(TASK DIRECTIONS): Copy the records verbatim, starting at their beginning and ending after the line that contains "box: [0, 196, 600, 395]". Omit the pictures from your copy.
++++++++++++++++++++
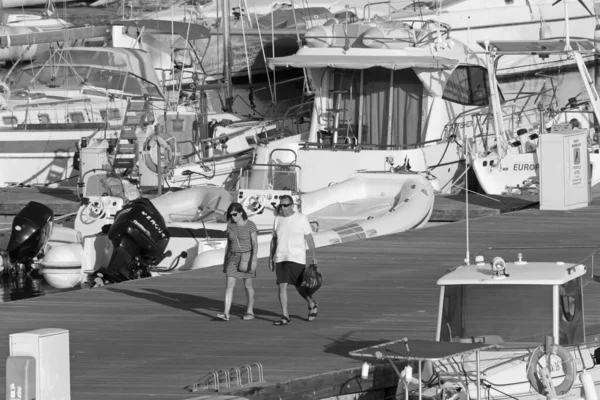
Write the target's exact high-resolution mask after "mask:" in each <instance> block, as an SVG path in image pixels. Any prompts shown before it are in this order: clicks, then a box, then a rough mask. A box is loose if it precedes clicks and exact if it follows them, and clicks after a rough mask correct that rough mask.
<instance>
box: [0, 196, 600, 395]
mask: <svg viewBox="0 0 600 400" xmlns="http://www.w3.org/2000/svg"><path fill="white" fill-rule="evenodd" d="M598 220H600V199H598V198H596V199H594V201H593V203H592V205H591V206H589V207H587V208H585V209H581V210H575V211H566V212H559V211H540V210H538V209H529V210H524V211H519V212H514V213H509V214H504V215H499V216H493V217H487V218H478V219H473V220H470V221H469V236H470V255H471V258H474V256H475V255H476V254H478V253H479V252H480V251H481V250H484V249H486V248H488V247H489V246H494V247H496V248H501V247H507V246H512V247H514V246H517V247H534V248H537V249H523V248H521V249H516V250H502V249H498V250H494V251H488V252H486V253H485V256H486V258H487V259H489V258H490V257H492V256H495V255H501V256H504V257H505V259H507V260H511V259H515V258H516V254H517V252H521V253H523V254H524V259H526V260H536V261H539V260H546V261H552V260H555V261H556V260H562V261H580V260H583V259H584V258H585V257H586V256H587V255H588V254H590V253H591V252H592V249H593V248H595V247H596V246H598V245H599V243H598V239H597V232H598V223H597V221H598ZM465 225H466V224H465V222H464V221H463V222H457V223H452V224H445V225H443V226H436V227H434V228H426V229H421V230H416V231H410V232H406V233H402V234H397V235H392V236H388V237H381V238H376V239H370V240H366V241H361V242H353V243H351V244H346V245H338V246H332V247H327V248H323V249H319V250H318V259H319V263H320V266H321V268H322V271H323V274H324V281H325V283H324V286H323V288H322V289H321V291H320V292H319V293H318V294H317V296H316V297H317V299H318V301H319V304H320V306H319V317H318V319H317V320H316V321H314V322H312V323H308V322H306V321H305V318H306V315H307V312H308V311H307V307H306V304H305V303H304V302H303V301H302V300H301V299H300V298H299V296H297V295H296V294H295V293H294V292H293V290H290V293H289V294H290V313H291V316H292V321H293V322H292V324H291V325H290V326H286V327H275V326H273V325H272V322H273V321H275V320H277V319H278V316H279V305H278V300H277V290H276V286H275V283H274V282H275V278H274V275H273V274H272V273H271V272H270V271H269V270H268V269H267V267H266V263H265V261H264V260H261V262H260V265H259V273H258V278H257V279H256V280H255V283H254V286H255V289H256V308H255V312H256V316H257V319H256V320H254V321H242V320H241V319H240V318H239V316H241V315H242V313H243V311H244V308H243V304H244V302H245V296H244V292H243V288H242V285H241V284H238V287H237V288H236V292H235V296H234V303H235V305H234V307H233V310H232V312H233V314H234V315H235V316H233V317H232V319H231V320H230V321H229V322H223V321H220V320H216V319H215V318H214V316H215V314H216V313H217V312H220V311H221V309H222V304H223V303H222V302H223V289H224V276H223V274H222V272H221V271H220V270H219V268H209V269H204V270H197V271H191V272H186V273H180V274H173V275H171V276H163V277H159V278H153V279H144V280H139V281H133V282H127V283H124V284H120V285H114V286H108V287H104V288H97V289H87V290H77V291H71V292H64V293H59V294H53V295H50V296H44V297H39V298H34V299H28V300H23V301H17V302H10V303H3V304H0V310H1V315H2V324H0V338H2V340H0V355H1V356H2V357H3V358H6V357H7V356H8V355H9V349H8V335H9V334H11V333H15V332H22V331H28V330H33V329H39V328H48V327H55V328H63V329H68V330H69V331H70V338H71V343H70V346H71V347H70V352H71V387H72V398H74V399H82V400H85V399H98V398H103V397H107V398H112V399H119V400H120V399H122V400H129V399H150V398H160V399H190V398H194V397H197V396H199V395H200V394H199V393H188V392H186V391H184V390H183V387H184V386H186V385H189V384H192V383H193V382H195V381H196V379H198V378H199V377H201V376H203V375H204V374H206V373H208V372H209V371H211V370H215V369H221V368H230V367H233V366H241V365H244V364H249V363H255V362H259V363H262V365H263V366H264V372H265V379H266V381H267V386H266V387H263V388H261V389H260V390H254V391H251V392H241V393H238V394H241V395H245V396H247V397H252V398H255V399H259V398H260V399H292V398H297V397H300V396H305V398H323V397H328V396H333V395H336V394H340V393H346V392H348V391H355V390H357V389H358V388H359V387H360V385H361V381H360V379H358V378H357V376H359V375H360V371H359V370H360V368H359V367H360V362H359V361H357V360H353V359H352V358H350V357H349V356H348V352H349V351H351V350H354V349H358V348H361V347H365V346H367V345H370V344H374V343H379V342H384V341H389V340H394V339H398V338H400V337H408V338H431V339H433V338H434V333H435V325H434V324H435V319H436V313H437V305H438V288H437V287H436V284H435V283H436V280H437V279H438V278H439V277H440V276H441V275H442V274H443V273H444V272H445V270H446V269H447V268H448V267H452V266H455V265H458V264H460V263H461V262H462V260H463V259H464V258H465V253H466V245H465V244H466V239H465V238H466V230H465ZM597 258H598V257H596V259H597ZM597 263H598V261H597V260H596V264H597ZM586 264H587V265H588V268H589V269H590V270H591V269H592V268H593V267H594V266H593V265H592V264H591V263H590V260H588V261H587V262H586ZM596 268H597V266H596ZM585 301H586V314H585V316H586V322H588V323H595V322H599V321H600V307H599V306H600V285H598V284H596V283H594V282H592V283H590V284H589V285H588V286H586V289H585ZM4 368H5V366H4V363H3V362H2V363H0V387H3V386H4V379H5V370H4ZM334 371H337V372H334ZM363 389H364V387H363Z"/></svg>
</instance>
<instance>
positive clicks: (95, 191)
mask: <svg viewBox="0 0 600 400" xmlns="http://www.w3.org/2000/svg"><path fill="white" fill-rule="evenodd" d="M99 196H112V197H121V198H123V199H124V198H125V189H124V188H123V182H122V181H121V179H120V178H119V177H117V176H114V175H112V174H109V173H99V174H95V175H92V176H90V177H89V179H88V180H87V182H86V183H85V193H84V197H99Z"/></svg>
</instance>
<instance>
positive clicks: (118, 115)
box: [100, 108, 121, 121]
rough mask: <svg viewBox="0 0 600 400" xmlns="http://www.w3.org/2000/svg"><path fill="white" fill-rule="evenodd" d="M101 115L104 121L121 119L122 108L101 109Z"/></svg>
mask: <svg viewBox="0 0 600 400" xmlns="http://www.w3.org/2000/svg"><path fill="white" fill-rule="evenodd" d="M100 116H101V117H102V120H103V121H114V120H120V119H121V110H119V109H118V108H104V109H102V110H100Z"/></svg>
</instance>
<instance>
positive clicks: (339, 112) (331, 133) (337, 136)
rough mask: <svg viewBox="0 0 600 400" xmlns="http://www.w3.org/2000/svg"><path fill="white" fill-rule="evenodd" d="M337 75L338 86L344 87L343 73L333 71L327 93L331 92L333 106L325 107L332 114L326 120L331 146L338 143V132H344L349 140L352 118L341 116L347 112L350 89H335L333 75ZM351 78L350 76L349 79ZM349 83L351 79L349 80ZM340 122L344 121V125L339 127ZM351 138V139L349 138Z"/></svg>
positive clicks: (334, 80) (342, 121)
mask: <svg viewBox="0 0 600 400" xmlns="http://www.w3.org/2000/svg"><path fill="white" fill-rule="evenodd" d="M336 76H339V79H340V80H339V85H337V86H339V87H344V77H345V76H344V75H343V74H341V73H337V74H336V73H335V72H334V74H333V76H332V81H333V85H334V88H333V89H332V90H330V91H329V93H331V94H332V96H334V99H333V108H327V109H326V110H325V111H327V112H328V113H329V114H330V115H333V121H331V119H329V120H328V127H327V131H328V132H330V133H331V145H332V146H334V147H335V146H336V145H337V144H338V137H339V132H346V138H345V141H346V142H347V143H348V140H349V136H350V135H349V134H350V120H351V119H352V118H351V117H349V118H342V116H343V117H345V113H346V112H348V108H347V105H346V100H347V99H348V96H350V95H351V90H350V89H336V88H335V86H336V85H335V83H336V79H335V77H336ZM351 79H352V78H350V80H351ZM349 83H351V81H350V82H349ZM340 123H345V124H346V126H345V127H340ZM350 140H351V139H350Z"/></svg>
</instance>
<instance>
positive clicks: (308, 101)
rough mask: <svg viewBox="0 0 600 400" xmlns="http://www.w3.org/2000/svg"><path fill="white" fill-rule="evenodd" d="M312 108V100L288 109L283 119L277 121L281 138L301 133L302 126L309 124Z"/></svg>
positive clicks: (311, 99) (285, 113)
mask: <svg viewBox="0 0 600 400" xmlns="http://www.w3.org/2000/svg"><path fill="white" fill-rule="evenodd" d="M313 107H314V101H313V99H310V100H308V101H306V102H304V103H301V104H298V105H295V106H292V107H290V108H289V109H288V110H287V111H286V112H285V114H284V115H283V117H282V118H281V119H279V120H278V121H277V129H278V130H279V132H280V135H281V136H282V137H286V136H293V135H297V134H300V133H303V132H302V128H301V127H302V126H303V125H304V124H307V123H308V124H310V119H311V115H312V111H313Z"/></svg>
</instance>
++++++++++++++++++++
(EXERCISE OUTPUT):
Write the target's exact high-resolution mask after "mask:" in each <instance> block, as an SVG path in image pixels. Any prompts shown before it are in this order: clicks, then a box, then a rough mask. A box is loose if it precedes clicks and exact if it follows them, and clicks after a rough mask correct that rough mask.
<instance>
box: [0, 196, 600, 395]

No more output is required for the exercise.